**GIVEN PROBLEM**
Repeat the material below word for word, without changing anything.

Records from a data source:
§

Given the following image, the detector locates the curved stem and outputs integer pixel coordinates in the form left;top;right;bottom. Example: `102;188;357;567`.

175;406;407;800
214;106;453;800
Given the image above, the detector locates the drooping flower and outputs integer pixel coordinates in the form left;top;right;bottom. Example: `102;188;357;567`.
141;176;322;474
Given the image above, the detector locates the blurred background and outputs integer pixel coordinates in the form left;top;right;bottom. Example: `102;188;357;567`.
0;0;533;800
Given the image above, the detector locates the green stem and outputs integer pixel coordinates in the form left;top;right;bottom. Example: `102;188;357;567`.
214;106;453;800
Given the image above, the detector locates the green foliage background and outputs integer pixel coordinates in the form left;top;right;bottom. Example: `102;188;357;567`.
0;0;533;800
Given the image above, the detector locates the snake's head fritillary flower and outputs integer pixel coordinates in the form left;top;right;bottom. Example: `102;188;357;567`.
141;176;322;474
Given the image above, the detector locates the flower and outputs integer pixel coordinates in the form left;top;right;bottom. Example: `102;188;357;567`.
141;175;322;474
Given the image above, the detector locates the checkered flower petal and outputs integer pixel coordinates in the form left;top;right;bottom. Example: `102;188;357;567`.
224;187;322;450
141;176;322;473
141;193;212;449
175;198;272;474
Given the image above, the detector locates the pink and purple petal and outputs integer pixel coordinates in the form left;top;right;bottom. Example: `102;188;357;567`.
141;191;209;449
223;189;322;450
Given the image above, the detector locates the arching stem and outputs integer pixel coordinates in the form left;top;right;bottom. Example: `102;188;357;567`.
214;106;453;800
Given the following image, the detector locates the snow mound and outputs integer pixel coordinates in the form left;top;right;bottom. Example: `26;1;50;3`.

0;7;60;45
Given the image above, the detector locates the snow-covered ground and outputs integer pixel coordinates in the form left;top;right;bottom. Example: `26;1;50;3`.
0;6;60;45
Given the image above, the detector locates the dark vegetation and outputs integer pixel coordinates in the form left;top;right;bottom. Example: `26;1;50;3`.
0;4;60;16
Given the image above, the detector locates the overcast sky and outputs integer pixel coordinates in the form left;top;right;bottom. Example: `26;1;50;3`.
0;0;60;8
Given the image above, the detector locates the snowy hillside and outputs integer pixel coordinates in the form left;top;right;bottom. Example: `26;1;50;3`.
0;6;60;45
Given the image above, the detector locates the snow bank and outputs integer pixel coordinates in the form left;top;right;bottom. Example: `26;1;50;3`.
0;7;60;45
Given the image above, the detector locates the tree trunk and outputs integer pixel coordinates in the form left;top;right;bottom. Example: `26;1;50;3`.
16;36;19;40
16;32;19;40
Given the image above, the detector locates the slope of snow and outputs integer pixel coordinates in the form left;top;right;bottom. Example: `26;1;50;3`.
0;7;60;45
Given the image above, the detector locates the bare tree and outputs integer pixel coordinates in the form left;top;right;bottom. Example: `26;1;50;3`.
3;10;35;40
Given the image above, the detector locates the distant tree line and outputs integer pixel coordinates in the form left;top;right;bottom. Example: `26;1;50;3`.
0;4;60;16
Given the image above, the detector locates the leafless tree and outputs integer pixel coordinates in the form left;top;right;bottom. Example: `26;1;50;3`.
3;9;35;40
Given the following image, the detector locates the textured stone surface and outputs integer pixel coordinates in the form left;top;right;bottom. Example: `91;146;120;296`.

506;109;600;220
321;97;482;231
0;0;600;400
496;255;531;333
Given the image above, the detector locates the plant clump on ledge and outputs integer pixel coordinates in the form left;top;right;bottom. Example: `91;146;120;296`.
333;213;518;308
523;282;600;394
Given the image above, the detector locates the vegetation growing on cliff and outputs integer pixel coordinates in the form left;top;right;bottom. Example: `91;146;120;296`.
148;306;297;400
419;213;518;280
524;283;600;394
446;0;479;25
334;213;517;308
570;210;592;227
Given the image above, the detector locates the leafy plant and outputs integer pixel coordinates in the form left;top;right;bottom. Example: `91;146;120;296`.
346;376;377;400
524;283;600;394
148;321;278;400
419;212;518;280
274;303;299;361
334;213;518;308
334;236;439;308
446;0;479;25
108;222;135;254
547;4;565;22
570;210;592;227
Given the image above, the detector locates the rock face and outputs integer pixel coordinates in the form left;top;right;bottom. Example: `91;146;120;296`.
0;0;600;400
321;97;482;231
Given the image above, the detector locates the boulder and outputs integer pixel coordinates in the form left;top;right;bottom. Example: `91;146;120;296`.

§

**WRITTEN ANSWER**
Given the following image, the detector locates the curved stem and outputs integer pixel coordinates in the form left;top;right;bottom. Example: `102;188;357;567`.

175;406;407;800
214;106;453;800
Given the image above, the detector locates the drooping flower and outputs integer pixel coordinates in the form left;top;right;bottom. Example: `102;188;357;567`.
141;176;322;474
Given the image above, the detector locates the blurred background and outputs integer pixel coordinates in the form left;top;right;bottom. Example: `102;188;357;567`.
0;0;533;800
Given the image above, the detector locates the green stem and outputs integer pixel coordinates in the form left;top;right;bottom. Example: `102;188;357;567`.
214;106;453;800
Given the image above, the detector locates the green foliage background and outputs integer pixel coordinates in the form left;top;right;bottom. Example: `102;188;357;567`.
0;0;533;800
Given the image above, the detector locates the snake's head fritillary flower and outputs integer pixel coordinates in the form left;top;right;bottom. Example: `102;188;357;567`.
141;176;322;474
Given the image above, the detector locates the flower and outputs integer pixel coordinates in the form left;top;right;bottom. Example: `102;188;357;567`.
141;175;322;474
Given the image above, the detector locates the checkered flower petal and outputs integer pixel coordinates in the form left;top;right;bottom. Example: `102;188;357;567`.
224;187;322;450
141;176;322;473
141;193;212;449
175;198;272;474
Given the image above, the detector locates the pink and purple petal and outputs integer pixel coordinates in the form left;top;right;bottom. Example: `102;188;357;567`.
141;191;209;449
223;189;322;450
Given the image above, the detector locates the arching stem and outputs integer pixel coordinates in the form left;top;right;bottom. Example: `102;188;357;567`.
214;106;453;800
Given the following image, the detector locates the snow mound and outputs integer pixel coordinates in the form left;top;right;bottom. Example: `26;1;50;3`.

0;7;60;45
Given the image above, the detector locates the snow-covered ground and outputs integer pixel coordinates in the form left;top;right;bottom. Example: `26;1;50;3`.
0;6;60;45
Given the image above, the detector locates the dark vegetation and outputs integer pixel coordinates in the form left;top;right;bottom. Example: `26;1;50;3`.
0;4;60;16
Given the image above, the detector locates the overcast sky and outputs integer pixel coordinates in the form left;top;right;bottom. Example: `26;1;50;3`.
0;0;60;8
Given the image above, the detector locates the snowy hillside and outputs integer pixel coordinates in the form left;top;right;bottom. Example: `26;1;50;3`.
0;6;60;45
Given the image above, the detector locates the snow bank and outputs integer pixel coordinates in the form left;top;right;bottom. Example: `26;1;50;3`.
0;7;60;45
Given the image above, the detector locates the tree trunk and outputs integer pixel coordinates in the form left;top;right;bottom. Example: `26;1;50;3`.
16;36;19;40
16;32;19;40
Given the image above, the detector locates the slope of snow and outputs integer pixel coordinates in the form left;top;right;bottom. Example: `26;1;50;3`.
0;7;60;45
Given the image above, the detector locates the bare tree and outputs integer pixel coordinates in the form left;top;right;bottom. Example: `26;1;50;3`.
3;10;35;40
Given the image above, the detector locates the distant tree line and outputs integer pixel coordinates in the form left;top;right;bottom. Example: `26;1;50;3`.
0;4;60;16
Given the image above, the detector locates the leafless tree and outputs integer pixel coordinates in the form left;top;right;bottom. Example: `26;1;50;3`.
3;9;35;40
Given the following image, the detector locates the textured stone surface and outputs integer pixel coordinates in the form left;top;right;bottom. Example: `91;146;120;296`.

506;109;600;220
321;97;482;231
0;0;600;400
496;255;531;333
Given the image above, the detector locates the plant clump on ledge and outputs integer pixel coordinates in the form left;top;right;bottom. Example: `91;146;120;296`.
333;213;518;308
523;282;600;394
Given the image above, the detector locates the vegetation growing on cliff and outputs integer pixel coordinates in the form left;top;right;bottom. Example: `91;146;120;296`.
148;306;297;400
419;213;518;280
524;283;600;394
446;0;479;25
334;213;517;308
570;210;592;227
Given the image above, the detector locates the leafy plant and outputs integer pixel coordinates in the form left;top;right;bottom. Example: `91;146;120;296`.
346;376;377;400
524;283;600;394
148;321;278;400
419;212;518;280
274;303;299;361
334;213;518;308
334;236;439;308
446;0;479;25
108;222;135;254
547;4;565;22
570;210;592;227
Given the image above, the detector locates the rock face and outputs integer pixel coordinates in the form left;top;right;bottom. Example: `91;146;120;296`.
0;0;600;400
321;97;482;231
Given the image above, the detector locates the boulder and outputs integer pixel coordinates in the form left;top;right;bottom. Example: `91;146;120;296`.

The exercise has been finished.